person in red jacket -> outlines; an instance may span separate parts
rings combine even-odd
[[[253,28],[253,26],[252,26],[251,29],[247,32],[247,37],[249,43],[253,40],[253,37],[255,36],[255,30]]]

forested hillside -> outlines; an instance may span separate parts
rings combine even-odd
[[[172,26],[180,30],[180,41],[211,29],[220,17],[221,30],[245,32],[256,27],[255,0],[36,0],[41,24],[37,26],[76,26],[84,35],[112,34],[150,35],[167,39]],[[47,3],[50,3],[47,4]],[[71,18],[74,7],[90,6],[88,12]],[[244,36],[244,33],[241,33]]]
..............................
_WHAT TO DO_
Exactly as written, give the line containing "forested hillside ->" and all remaining lines of the records.

_WRITTEN RESPONSE_
forested hillside -> outlines; an instance may span separate parts
rings combine even-odd
[[[172,26],[180,30],[180,41],[211,29],[220,17],[221,30],[245,32],[256,27],[255,0],[36,0],[41,24],[37,26],[76,26],[84,35],[112,34],[150,35],[167,39]],[[47,3],[50,3],[47,4]],[[71,18],[74,7],[90,6],[88,12]],[[244,36],[244,33],[241,33]]]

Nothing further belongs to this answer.